[Part of a data file]
◆ ◆ ◆

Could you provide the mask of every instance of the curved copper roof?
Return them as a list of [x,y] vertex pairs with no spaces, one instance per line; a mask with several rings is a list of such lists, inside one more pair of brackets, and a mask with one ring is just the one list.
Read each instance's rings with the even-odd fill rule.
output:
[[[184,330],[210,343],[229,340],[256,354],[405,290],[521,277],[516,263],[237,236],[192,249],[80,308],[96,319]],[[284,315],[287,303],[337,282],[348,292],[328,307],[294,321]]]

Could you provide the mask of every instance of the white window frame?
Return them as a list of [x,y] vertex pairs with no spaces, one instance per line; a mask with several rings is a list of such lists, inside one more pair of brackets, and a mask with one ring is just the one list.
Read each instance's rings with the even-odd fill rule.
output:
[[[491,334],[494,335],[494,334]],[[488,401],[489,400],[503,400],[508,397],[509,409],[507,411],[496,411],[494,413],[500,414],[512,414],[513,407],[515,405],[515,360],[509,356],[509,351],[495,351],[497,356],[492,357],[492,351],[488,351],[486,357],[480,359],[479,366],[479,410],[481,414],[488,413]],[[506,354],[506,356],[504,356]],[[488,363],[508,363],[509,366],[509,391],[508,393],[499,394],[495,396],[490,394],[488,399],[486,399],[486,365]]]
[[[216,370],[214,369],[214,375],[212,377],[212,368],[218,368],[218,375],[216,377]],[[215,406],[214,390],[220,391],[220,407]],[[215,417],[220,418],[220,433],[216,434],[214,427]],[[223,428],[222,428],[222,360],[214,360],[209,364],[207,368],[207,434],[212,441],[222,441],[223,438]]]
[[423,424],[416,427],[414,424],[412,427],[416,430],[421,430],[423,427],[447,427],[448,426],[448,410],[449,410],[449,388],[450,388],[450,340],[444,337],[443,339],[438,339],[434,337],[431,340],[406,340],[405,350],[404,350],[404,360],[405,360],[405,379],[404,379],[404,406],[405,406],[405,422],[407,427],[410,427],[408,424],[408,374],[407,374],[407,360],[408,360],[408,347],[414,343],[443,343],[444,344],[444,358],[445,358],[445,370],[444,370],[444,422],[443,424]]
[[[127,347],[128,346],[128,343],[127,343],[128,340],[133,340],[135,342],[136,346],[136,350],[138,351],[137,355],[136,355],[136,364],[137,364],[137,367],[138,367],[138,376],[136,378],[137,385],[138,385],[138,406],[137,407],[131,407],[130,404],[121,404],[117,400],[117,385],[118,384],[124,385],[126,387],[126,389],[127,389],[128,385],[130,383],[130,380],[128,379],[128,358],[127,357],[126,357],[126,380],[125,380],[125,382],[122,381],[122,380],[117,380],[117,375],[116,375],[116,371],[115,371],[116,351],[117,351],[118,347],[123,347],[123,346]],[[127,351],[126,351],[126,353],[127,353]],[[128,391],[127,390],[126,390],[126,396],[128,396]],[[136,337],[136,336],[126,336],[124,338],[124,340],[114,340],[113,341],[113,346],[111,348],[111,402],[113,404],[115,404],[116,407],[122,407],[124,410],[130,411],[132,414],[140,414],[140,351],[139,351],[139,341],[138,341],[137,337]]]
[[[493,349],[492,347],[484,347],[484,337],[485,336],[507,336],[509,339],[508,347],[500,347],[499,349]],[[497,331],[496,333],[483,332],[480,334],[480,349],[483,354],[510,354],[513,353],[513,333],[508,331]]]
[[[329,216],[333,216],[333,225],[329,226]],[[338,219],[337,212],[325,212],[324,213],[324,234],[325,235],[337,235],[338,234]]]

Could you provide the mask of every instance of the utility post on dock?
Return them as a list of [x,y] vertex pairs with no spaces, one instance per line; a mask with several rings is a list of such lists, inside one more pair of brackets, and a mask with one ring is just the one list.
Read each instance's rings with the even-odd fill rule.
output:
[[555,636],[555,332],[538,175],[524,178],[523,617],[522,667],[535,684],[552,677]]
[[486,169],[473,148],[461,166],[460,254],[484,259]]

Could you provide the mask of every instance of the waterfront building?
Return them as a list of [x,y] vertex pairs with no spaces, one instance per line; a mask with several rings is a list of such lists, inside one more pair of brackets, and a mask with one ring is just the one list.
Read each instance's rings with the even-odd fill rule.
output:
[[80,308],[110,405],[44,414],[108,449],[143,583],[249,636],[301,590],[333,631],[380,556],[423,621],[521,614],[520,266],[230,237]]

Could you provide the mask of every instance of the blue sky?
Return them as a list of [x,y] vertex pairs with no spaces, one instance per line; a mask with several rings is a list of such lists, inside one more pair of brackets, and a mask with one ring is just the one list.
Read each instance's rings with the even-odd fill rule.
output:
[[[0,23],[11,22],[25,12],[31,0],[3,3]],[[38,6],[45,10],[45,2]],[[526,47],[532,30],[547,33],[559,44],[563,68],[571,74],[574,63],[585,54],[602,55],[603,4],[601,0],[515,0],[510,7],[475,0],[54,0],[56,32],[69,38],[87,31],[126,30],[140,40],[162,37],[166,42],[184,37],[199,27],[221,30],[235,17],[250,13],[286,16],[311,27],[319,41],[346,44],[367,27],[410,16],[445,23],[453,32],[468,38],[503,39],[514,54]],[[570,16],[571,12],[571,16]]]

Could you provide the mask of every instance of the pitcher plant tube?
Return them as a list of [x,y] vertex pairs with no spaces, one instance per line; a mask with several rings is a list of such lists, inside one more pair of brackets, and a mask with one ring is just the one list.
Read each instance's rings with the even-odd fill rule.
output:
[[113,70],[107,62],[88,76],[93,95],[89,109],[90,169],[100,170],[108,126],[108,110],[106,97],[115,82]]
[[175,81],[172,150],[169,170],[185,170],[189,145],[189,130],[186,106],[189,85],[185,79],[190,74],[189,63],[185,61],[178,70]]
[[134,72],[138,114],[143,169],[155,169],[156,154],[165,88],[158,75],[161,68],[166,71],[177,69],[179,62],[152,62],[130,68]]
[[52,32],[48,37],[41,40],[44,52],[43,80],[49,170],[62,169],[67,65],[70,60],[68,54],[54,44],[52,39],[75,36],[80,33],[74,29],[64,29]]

◆ ◆ ◆

-- TASK GOAL --
Print out the whole listing exactly as it appears.

-- EXERCISE RESULT --
Could you provide the mask of every instance of the curved copper roof?
Return them as a list of [x,y] vertex pairs with no spaces, one instance per line; a mask with several rings is a list of such lists, inside one more pair of brackets, and a mask with one ring is just the one list.
Read each instance's rings with the even-odd fill rule.
output:
[[[184,330],[210,343],[229,340],[256,354],[405,290],[521,277],[516,263],[237,236],[192,249],[80,308],[96,319]],[[284,315],[287,303],[337,282],[348,292],[328,307],[294,321]]]

Could you provide the mask of every instance of the white window frame?
Return them as a list of [x,y] vertex pairs with no spaces, one instance per line; a mask with several rings is a list of such lists, inside one more pair of brackets, and a mask with one ring is just the one list.
Read each instance's rings with the even-odd fill rule.
output:
[[[491,334],[494,335],[494,334]],[[488,401],[489,400],[503,400],[508,397],[509,409],[507,411],[496,411],[494,413],[500,414],[512,414],[513,407],[515,405],[515,360],[509,356],[509,351],[495,351],[497,356],[492,357],[492,351],[488,351],[486,357],[480,359],[479,366],[479,410],[481,414],[488,413]],[[506,354],[506,356],[504,356]],[[488,363],[508,363],[509,366],[509,391],[508,393],[499,394],[495,396],[490,394],[488,399],[486,399],[486,365]]]
[[[216,370],[214,369],[214,375],[212,377],[212,368],[218,368],[218,375],[216,377]],[[215,406],[214,390],[220,391],[220,407]],[[215,417],[220,418],[220,433],[216,434],[214,427]],[[223,428],[222,428],[222,360],[214,360],[209,364],[207,368],[207,434],[212,441],[222,441],[223,438]]]
[[423,424],[416,427],[414,424],[412,427],[416,430],[421,430],[423,427],[447,427],[448,426],[448,410],[449,410],[449,388],[450,388],[450,340],[444,337],[443,339],[438,339],[434,337],[431,340],[406,340],[405,350],[404,350],[404,360],[405,360],[405,379],[404,379],[404,406],[405,406],[405,422],[407,427],[410,427],[408,424],[408,374],[407,374],[407,360],[408,360],[408,347],[414,343],[443,343],[444,344],[444,358],[445,358],[445,370],[444,370],[444,422],[443,424]]
[[[127,347],[128,346],[128,343],[127,343],[128,340],[133,340],[135,342],[136,346],[136,350],[138,351],[137,355],[136,355],[136,364],[137,364],[137,367],[138,367],[138,376],[136,378],[137,385],[138,385],[138,406],[137,407],[131,407],[130,404],[121,404],[117,400],[117,385],[118,384],[124,385],[126,387],[126,389],[127,389],[128,385],[130,383],[130,380],[128,379],[128,358],[127,357],[126,357],[126,380],[125,380],[125,382],[122,381],[122,380],[117,380],[117,375],[116,375],[116,371],[115,371],[116,351],[117,351],[118,347],[123,347],[123,346]],[[127,351],[126,351],[126,353],[127,353]],[[128,391],[127,390],[126,390],[126,396],[128,396]],[[136,337],[136,336],[126,336],[124,338],[124,340],[114,340],[113,341],[113,346],[111,348],[111,402],[113,404],[115,404],[116,407],[122,407],[124,410],[130,411],[132,414],[140,414],[140,351],[139,351],[139,341],[138,341],[137,337]]]
[[[493,349],[492,347],[484,347],[484,337],[485,336],[507,336],[509,339],[508,347],[500,347],[499,349]],[[497,331],[496,333],[483,332],[480,334],[480,349],[483,354],[510,354],[513,353],[513,333],[508,331]]]
[[[329,216],[333,216],[333,225],[329,226]],[[338,219],[337,212],[325,212],[324,213],[324,234],[325,235],[337,235],[338,234]]]

Could you provide the mask of every instance of the utility post on dock?
Return them as a list of [x,y] vertex pairs with no spaces, one instance per line; a mask with several rings is a list of such lists, inside one more pair of brackets, and a mask with one ring is just the one list.
Read each instance's rings with the even-odd fill rule.
output:
[[555,636],[555,332],[538,175],[524,178],[523,617],[522,667],[535,684],[552,677]]
[[486,169],[473,148],[461,166],[460,254],[484,259]]

Could you provide the mask of every instance of the waterfront building?
Return them as a list of [x,y] vertex pairs with no spaces, one instance per line; a mask with several rings is a list of such lists, inside one more pair of brackets, and a mask with one ring is just the one list.
Read each instance's rings with the even-odd fill rule.
output:
[[80,308],[110,405],[44,414],[108,449],[143,583],[249,636],[301,590],[333,631],[380,556],[423,621],[521,614],[520,266],[230,237]]

Could you provide the mask of every instance of the blue sky?
Return them as a list of [x,y] vertex pairs with no spaces, one instance per line; a mask with several rings is a list of such lists, inside one more pair of brackets, and a mask with one ring is just the one list.
Read each instance's rings with the even-odd fill rule.
output:
[[[0,23],[11,22],[25,12],[31,0],[3,3]],[[38,6],[45,10],[45,2]],[[526,47],[532,30],[547,33],[559,44],[563,68],[571,74],[574,63],[585,54],[602,55],[603,4],[601,0],[515,0],[510,7],[475,0],[54,0],[56,32],[69,38],[87,31],[126,30],[140,40],[162,37],[166,42],[184,37],[199,27],[221,30],[235,17],[250,13],[286,16],[311,27],[319,41],[346,44],[367,27],[410,16],[445,23],[453,32],[468,38],[503,39],[514,54]],[[570,16],[571,12],[571,16]]]

Could you provide the mask of every instance of the pitcher plant tube?
Return them as a list of [x,y] vertex pairs with no spaces, one instance per line; a mask with several rings is a list of such lists, inside one more pair of brackets, and a mask with one ring is just the one list.
Read each instance's rings with the even-odd fill rule.
output:
[[113,70],[107,62],[88,76],[93,95],[89,109],[90,169],[100,170],[108,126],[108,110],[106,97],[115,82]]
[[175,81],[172,150],[169,170],[185,170],[189,145],[189,130],[186,106],[189,85],[185,79],[190,74],[189,63],[185,61],[178,70]]
[[134,72],[138,114],[143,169],[155,169],[156,154],[165,88],[158,75],[161,68],[166,71],[177,69],[179,62],[152,62],[130,68]]
[[52,32],[48,37],[41,40],[44,52],[43,80],[49,170],[62,169],[67,65],[70,60],[68,54],[54,44],[52,39],[75,36],[80,33],[74,29],[64,29]]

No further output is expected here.